EXERCISE INSTRUCTIONS:
What do the lines from the one containing "Target: right photo panel" through the end of the entries say? Quote them exactly, and only them.
==== SUPPLIED RECORDS ====
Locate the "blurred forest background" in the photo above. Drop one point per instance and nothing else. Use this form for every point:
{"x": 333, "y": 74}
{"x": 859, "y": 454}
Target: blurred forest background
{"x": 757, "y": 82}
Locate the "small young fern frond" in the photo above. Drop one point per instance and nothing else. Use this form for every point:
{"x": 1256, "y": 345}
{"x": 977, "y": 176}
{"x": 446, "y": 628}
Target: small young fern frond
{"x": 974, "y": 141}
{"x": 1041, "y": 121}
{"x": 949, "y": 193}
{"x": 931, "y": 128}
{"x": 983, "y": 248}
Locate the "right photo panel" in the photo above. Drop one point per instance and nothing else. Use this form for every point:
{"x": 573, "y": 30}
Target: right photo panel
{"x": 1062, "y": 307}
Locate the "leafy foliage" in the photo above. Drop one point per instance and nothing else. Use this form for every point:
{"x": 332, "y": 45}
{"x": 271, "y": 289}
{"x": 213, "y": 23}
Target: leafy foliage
====
ANSWER AREA:
Target: right photo panel
{"x": 1062, "y": 307}
Locate the "leafy foliage" in the photo above. Drop one point per instance and nothing else. Use this form for every point:
{"x": 332, "y": 45}
{"x": 271, "y": 289}
{"x": 213, "y": 23}
Target: leafy foliage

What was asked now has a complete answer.